Text under study

KEY witnesses in the baby trafficking case against staff of the

Asian Orphans Association

(AOA) have withdrawn their testimony, according to letters obtained by the Post.

The mother of two allegedly trafficked children, and Chea Kamsan, Tuol Kork's deputy chief of police, have both written to the Phnom Penh Municipal Court withdrawing their testimony from the criminal investigation.

Licadho acting director Naly Pilorge said she was surprised at the letters, particularly that of the deputy police chief.

"To my knowledge the police are obliged to report on any criminal case they are involved in," she said, adding that the investigating judge had to proceed regardless. "This will make it more difficult but there are other elements to the case."

Chea Kamsan could not be contacted for comment.

On September 3 a Phnom Penh woman, Deung Pheap, sought the assistance of human rights NGO Licadho to retrieve two children she claimed to have sold to a Tuol Kork brothel for $150.

Given records

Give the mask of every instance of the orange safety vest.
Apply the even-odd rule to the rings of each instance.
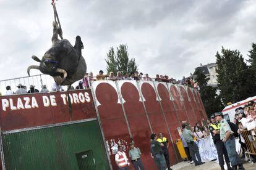
[[[117,152],[117,154],[119,155],[117,160],[118,165],[121,167],[126,167],[126,166],[127,166],[127,163],[126,163],[126,160],[124,158],[124,156],[122,156],[122,154],[121,154],[120,152]]]

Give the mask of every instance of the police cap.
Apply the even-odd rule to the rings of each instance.
[[[151,134],[151,136],[150,136],[150,139],[152,139],[152,140],[154,140],[155,139],[155,137],[156,136],[156,134]]]
[[[186,126],[187,126],[187,123],[183,123],[182,124],[181,124],[181,127],[182,127],[182,129],[184,129]]]
[[[216,112],[216,113],[214,113],[214,115],[215,115],[215,116],[220,116],[220,115],[222,116],[222,115],[223,115],[223,114],[222,114],[222,113],[221,113],[221,112]]]

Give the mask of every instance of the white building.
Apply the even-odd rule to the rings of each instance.
[[[200,66],[195,68],[195,72],[193,75],[195,75],[195,71],[198,70],[200,70],[202,72],[207,76],[207,78],[210,78],[208,81],[208,85],[212,87],[217,87],[218,81],[217,81],[217,73],[216,73],[216,68],[217,67],[217,64],[216,63],[211,63],[203,65],[202,63]]]

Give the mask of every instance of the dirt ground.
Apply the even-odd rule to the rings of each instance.
[[[256,169],[256,163],[252,164],[249,163],[245,163],[244,164],[244,167],[246,170],[255,170]],[[195,166],[194,164],[190,164],[189,163],[187,162],[182,162],[179,163],[176,165],[174,165],[171,167],[171,168],[174,170],[175,169],[181,169],[181,170],[185,170],[185,169],[196,169],[196,170],[215,170],[215,169],[220,169],[220,167],[219,164],[215,161],[210,161],[206,162],[205,164],[202,164],[200,166]]]

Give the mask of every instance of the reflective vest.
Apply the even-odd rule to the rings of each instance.
[[[118,166],[120,167],[126,167],[126,166],[127,166],[127,163],[126,161],[126,160],[124,157],[124,156],[122,155],[122,154],[126,154],[124,152],[122,152],[122,154],[121,153],[121,152],[118,151],[117,153],[116,154],[118,154],[118,160],[117,161],[118,163]]]
[[[158,141],[159,142],[163,143],[163,142],[167,142],[167,139],[166,137],[163,137],[163,139],[160,139],[158,138],[158,139],[156,139],[157,141]]]
[[[211,125],[210,125],[210,126],[213,127],[215,130],[220,129],[220,123],[218,123],[217,125],[216,125],[215,124],[211,124]]]
[[[220,134],[213,134],[213,130],[220,131],[220,123],[211,124],[211,125],[209,126],[209,129],[210,129],[210,132],[211,132],[211,136],[213,137],[213,143],[216,144],[217,141],[220,140]]]
[[[166,137],[163,137],[163,139],[160,139],[158,138],[158,139],[156,139],[157,141],[158,141],[160,143],[162,143],[163,144],[164,144],[164,146],[161,147],[161,148],[164,150],[167,150],[167,143],[168,143],[168,140]]]

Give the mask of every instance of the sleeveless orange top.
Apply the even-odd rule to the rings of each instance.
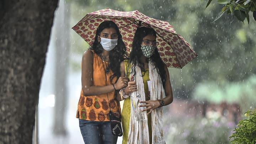
[[[93,50],[91,51],[94,53],[93,85],[96,86],[106,86],[105,72],[103,65],[104,65],[106,69],[107,67],[108,63],[103,62]],[[110,70],[110,71],[106,74],[107,85],[112,85],[110,82],[110,76],[113,75],[113,73],[111,70]],[[113,83],[115,82],[117,79],[116,77],[113,79]],[[108,95],[109,102],[107,94],[84,96],[82,90],[81,90],[76,112],[76,118],[87,121],[110,121],[108,115],[110,110],[109,106],[110,106],[111,111],[116,113],[118,110],[119,110],[119,112],[121,111],[121,108],[119,102],[117,102],[116,99],[114,91],[108,93]],[[118,103],[118,105],[117,102]]]

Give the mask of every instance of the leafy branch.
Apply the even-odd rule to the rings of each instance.
[[[209,0],[206,9],[212,0]],[[252,12],[254,20],[256,21],[256,0],[217,0],[217,3],[224,5],[224,6],[212,22],[218,20],[226,12],[227,14],[231,15],[230,24],[233,21],[234,16],[243,22],[246,18],[249,24],[249,14],[251,13],[250,12]]]
[[[240,121],[235,132],[229,137],[232,144],[256,143],[256,111],[248,110],[245,115],[247,119]]]

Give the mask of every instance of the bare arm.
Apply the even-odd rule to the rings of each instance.
[[[166,65],[165,65],[165,69],[166,72],[166,78],[165,79],[165,97],[163,99],[165,102],[165,105],[166,105],[171,103],[173,101],[173,96],[172,96],[172,89],[171,81],[170,79],[169,71]]]
[[[82,59],[82,90],[85,96],[98,95],[114,90],[112,85],[106,86],[96,86],[93,85],[93,53],[90,50],[85,51]],[[121,78],[121,77],[120,77]],[[121,78],[114,84],[116,89],[122,87],[123,79]]]
[[[165,65],[165,70],[166,74],[166,75],[165,79],[165,85],[164,90],[165,93],[165,97],[163,98],[165,102],[165,105],[169,105],[172,102],[173,100],[173,97],[172,96],[172,89],[171,85],[171,81],[170,80],[170,76],[169,75],[169,72],[168,70],[167,66]],[[143,111],[149,110],[149,112],[148,114],[150,113],[152,111],[160,106],[160,102],[156,100],[153,101],[150,100],[146,101],[142,101],[140,102],[144,103],[141,105],[139,106],[139,107],[146,107],[146,108],[143,110]]]

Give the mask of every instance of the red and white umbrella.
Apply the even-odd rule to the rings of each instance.
[[[86,15],[72,28],[91,45],[98,26],[109,20],[114,22],[119,28],[128,52],[132,48],[137,28],[145,26],[156,32],[158,52],[167,67],[181,68],[197,56],[167,22],[150,18],[137,10],[124,12],[107,9],[96,11]]]

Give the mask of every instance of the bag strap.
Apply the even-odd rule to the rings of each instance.
[[[102,65],[103,65],[103,68],[104,69],[104,73],[105,73],[105,81],[106,81],[106,85],[107,86],[107,74],[106,73],[106,69],[105,69],[105,66],[104,65],[104,64],[103,63],[103,61],[102,61],[102,59],[101,59],[101,62],[102,62]],[[116,92],[115,92],[115,93],[116,93]],[[110,103],[109,101],[109,99],[108,99],[108,95],[107,93],[107,96],[108,98],[108,106],[110,108],[110,111],[111,111],[111,108],[110,108]]]

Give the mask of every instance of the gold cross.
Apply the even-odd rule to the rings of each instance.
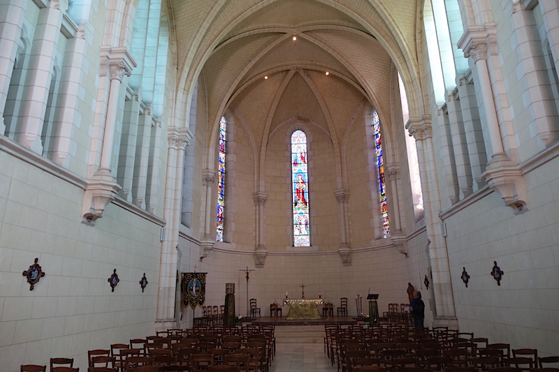
[[[306,285],[303,283],[299,287],[301,288],[301,298],[305,298],[305,287],[306,287]]]

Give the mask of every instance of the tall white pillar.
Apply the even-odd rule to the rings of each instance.
[[[351,265],[351,249],[349,248],[348,231],[349,230],[347,216],[347,200],[349,198],[349,191],[346,188],[334,190],[334,195],[337,200],[337,209],[340,214],[340,247],[337,253],[342,258],[342,263],[344,265]]]
[[[167,172],[164,219],[167,221],[166,239],[161,243],[159,288],[157,298],[157,328],[172,327],[175,319],[178,237],[180,223],[180,194],[184,147],[191,139],[187,128],[170,127],[167,140]]]
[[[435,150],[433,145],[433,131],[430,118],[410,119],[407,128],[410,135],[416,139],[421,187],[425,204],[425,218],[429,241],[429,260],[433,273],[433,326],[458,327],[454,308],[450,265],[447,241],[442,236],[438,214],[440,209],[440,195],[435,165]]]
[[[46,8],[39,11],[20,114],[15,131],[14,137],[17,142],[41,155],[41,134],[62,24],[62,12],[59,6],[58,1],[51,0]]]
[[[25,19],[25,10],[29,1],[10,0],[0,4],[0,134],[6,131],[4,107],[10,89],[17,45],[21,38]]]
[[[255,252],[255,265],[263,267],[268,251],[264,244],[264,205],[268,200],[268,193],[259,191],[252,195],[256,204],[256,250]]]
[[[107,104],[107,114],[103,133],[103,146],[101,151],[99,168],[95,174],[88,179],[84,195],[82,221],[86,223],[94,224],[97,218],[101,217],[105,207],[115,199],[120,186],[117,178],[111,172],[111,158],[115,139],[115,130],[117,125],[117,110],[120,99],[120,83],[124,75],[130,75],[136,62],[125,48],[107,50],[103,57],[102,67],[108,68],[110,79],[109,94]],[[106,64],[106,66],[105,66]]]

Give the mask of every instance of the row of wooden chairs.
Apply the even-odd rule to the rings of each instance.
[[[474,368],[477,371],[507,367],[526,372],[538,366],[544,368],[544,364],[559,362],[559,357],[539,357],[535,349],[511,350],[507,343],[489,344],[487,338],[474,338],[472,333],[449,332],[447,330],[431,330],[420,335],[421,338],[415,339],[410,333],[408,337],[404,335],[399,340],[387,342],[375,338],[382,332],[375,334],[371,327],[350,326],[342,328],[335,325],[326,325],[324,349],[332,365],[336,363],[338,371],[341,369],[343,371],[351,371],[351,361],[347,358],[352,352],[358,354],[359,357],[374,358],[377,359],[377,366],[383,366],[389,371],[406,366],[387,362],[394,358],[400,362],[411,364],[407,366],[423,367],[433,371],[443,371],[451,367]],[[437,337],[426,338],[429,335]],[[449,338],[449,335],[454,337]],[[384,365],[381,366],[382,364]]]

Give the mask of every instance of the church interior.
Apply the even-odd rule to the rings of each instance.
[[[0,45],[0,369],[410,285],[559,355],[557,1],[3,0]]]

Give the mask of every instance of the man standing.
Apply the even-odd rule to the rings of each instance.
[[[409,304],[409,311],[412,313],[412,318],[414,319],[414,325],[416,331],[423,332],[423,320],[425,320],[425,304],[421,299],[421,292],[419,290],[414,290],[412,295],[414,299],[412,301],[412,304]]]

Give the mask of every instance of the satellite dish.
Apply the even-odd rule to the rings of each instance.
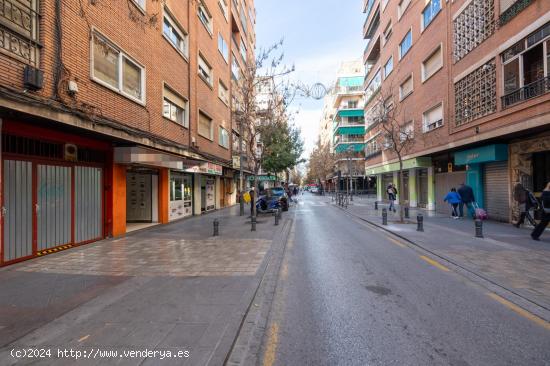
[[[309,94],[313,99],[321,100],[327,95],[327,88],[323,84],[317,83],[311,87]]]

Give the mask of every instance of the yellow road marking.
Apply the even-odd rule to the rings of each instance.
[[[524,310],[515,304],[512,304],[510,301],[498,296],[497,294],[488,293],[487,295],[489,295],[493,300],[496,300],[502,305],[506,306],[508,309],[512,310],[513,312],[523,316],[524,318],[531,320],[534,323],[537,323],[538,325],[540,325],[546,330],[550,330],[550,323],[547,322],[546,320],[539,318],[534,314],[531,314],[527,310]]]
[[[450,269],[445,267],[444,265],[442,265],[441,263],[439,262],[436,262],[434,261],[433,259],[431,258],[428,258],[426,257],[425,255],[421,255],[420,256],[421,259],[425,260],[426,262],[430,263],[432,266],[436,267],[436,268],[439,268],[440,270],[442,271],[445,271],[445,272],[449,272]]]
[[[84,336],[84,337],[80,338],[80,339],[78,340],[78,343],[84,342],[84,341],[85,341],[86,339],[88,339],[88,338],[90,338],[90,335],[89,335],[89,334],[88,334],[87,336]]]
[[[279,325],[273,323],[269,329],[269,338],[267,341],[267,348],[264,354],[264,366],[273,366],[275,363],[275,351],[277,350],[277,343],[279,341]]]
[[[395,240],[394,238],[388,237],[388,239],[390,239],[390,241],[391,241],[392,243],[394,243],[395,245],[397,245],[397,246],[399,246],[399,247],[401,247],[401,248],[406,248],[406,247],[407,247],[405,244],[401,243],[401,242],[398,241],[398,240]]]

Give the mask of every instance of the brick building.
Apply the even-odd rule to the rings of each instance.
[[[446,213],[466,182],[489,216],[514,221],[513,187],[550,181],[550,3],[542,0],[367,0],[367,175],[398,183],[376,108],[394,103],[413,134],[408,203]],[[388,103],[385,103],[388,101]]]
[[[236,201],[252,0],[5,0],[0,264]]]

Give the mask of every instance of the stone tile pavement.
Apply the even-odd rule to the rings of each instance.
[[[238,208],[131,233],[0,270],[0,366],[221,365],[273,247],[292,223]],[[212,221],[220,220],[213,238]],[[12,349],[50,349],[16,359]],[[117,351],[59,358],[58,350]],[[120,357],[123,351],[188,351],[188,358]]]

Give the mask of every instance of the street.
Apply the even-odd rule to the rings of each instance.
[[[550,364],[548,322],[329,197],[299,198],[263,365]]]

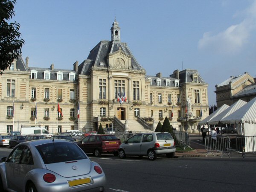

What to do
Rewrite the stretch of the article on the baby trafficking case from "(AOA) have withdrawn" through "the criminal investigation.", changing "testimony" to "statements". The records were taken from a separate source.

Answer box
(AOA) have withdrawn their statements, according to letters obtained by the Post.

The mother of two allegedly trafficked children, and Chea Kamsan, Tuol Kork's deputy chief of police, have both written to the Phnom Penh Municipal Court withdrawing their statements from the criminal investigation.